What the task requires
Scan the entries below and return each line that contains "bird".

START Provided information

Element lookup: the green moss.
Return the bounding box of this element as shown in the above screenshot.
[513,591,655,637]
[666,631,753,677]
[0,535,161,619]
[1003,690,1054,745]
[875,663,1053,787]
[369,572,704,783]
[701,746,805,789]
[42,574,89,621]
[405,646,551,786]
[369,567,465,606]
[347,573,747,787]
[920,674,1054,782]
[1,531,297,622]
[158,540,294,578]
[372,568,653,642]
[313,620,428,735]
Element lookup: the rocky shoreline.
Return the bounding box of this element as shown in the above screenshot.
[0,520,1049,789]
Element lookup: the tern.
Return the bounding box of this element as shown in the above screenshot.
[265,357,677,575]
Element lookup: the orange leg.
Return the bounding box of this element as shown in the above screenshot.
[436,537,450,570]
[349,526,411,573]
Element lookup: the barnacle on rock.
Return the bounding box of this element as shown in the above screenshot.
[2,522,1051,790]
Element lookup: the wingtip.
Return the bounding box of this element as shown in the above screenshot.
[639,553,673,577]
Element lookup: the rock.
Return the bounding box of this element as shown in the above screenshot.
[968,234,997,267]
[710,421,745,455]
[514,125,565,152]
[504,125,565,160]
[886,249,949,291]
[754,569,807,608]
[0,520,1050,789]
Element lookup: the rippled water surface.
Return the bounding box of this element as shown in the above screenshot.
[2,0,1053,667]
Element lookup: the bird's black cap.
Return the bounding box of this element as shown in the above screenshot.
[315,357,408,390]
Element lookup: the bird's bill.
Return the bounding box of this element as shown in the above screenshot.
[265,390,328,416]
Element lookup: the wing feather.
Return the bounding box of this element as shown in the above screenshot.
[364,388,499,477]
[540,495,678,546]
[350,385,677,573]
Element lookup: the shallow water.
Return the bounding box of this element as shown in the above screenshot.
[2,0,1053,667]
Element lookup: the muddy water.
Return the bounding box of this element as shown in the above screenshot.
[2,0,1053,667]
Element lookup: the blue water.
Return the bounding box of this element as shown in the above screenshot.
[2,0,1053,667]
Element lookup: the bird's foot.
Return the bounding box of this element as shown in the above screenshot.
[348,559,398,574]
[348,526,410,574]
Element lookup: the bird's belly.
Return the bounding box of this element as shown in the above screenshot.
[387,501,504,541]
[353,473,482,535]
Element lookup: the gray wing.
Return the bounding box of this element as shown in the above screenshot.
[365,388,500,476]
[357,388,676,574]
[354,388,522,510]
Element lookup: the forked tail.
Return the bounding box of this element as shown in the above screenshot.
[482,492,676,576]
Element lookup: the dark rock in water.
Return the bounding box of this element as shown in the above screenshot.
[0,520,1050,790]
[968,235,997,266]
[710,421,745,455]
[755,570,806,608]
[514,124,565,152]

END Provided information

Expected output
Element lookup: the bird's black cap.
Element lookup: the bird's bill.
Element lookup: the bird's foot.
Element lookup: the bird's belly.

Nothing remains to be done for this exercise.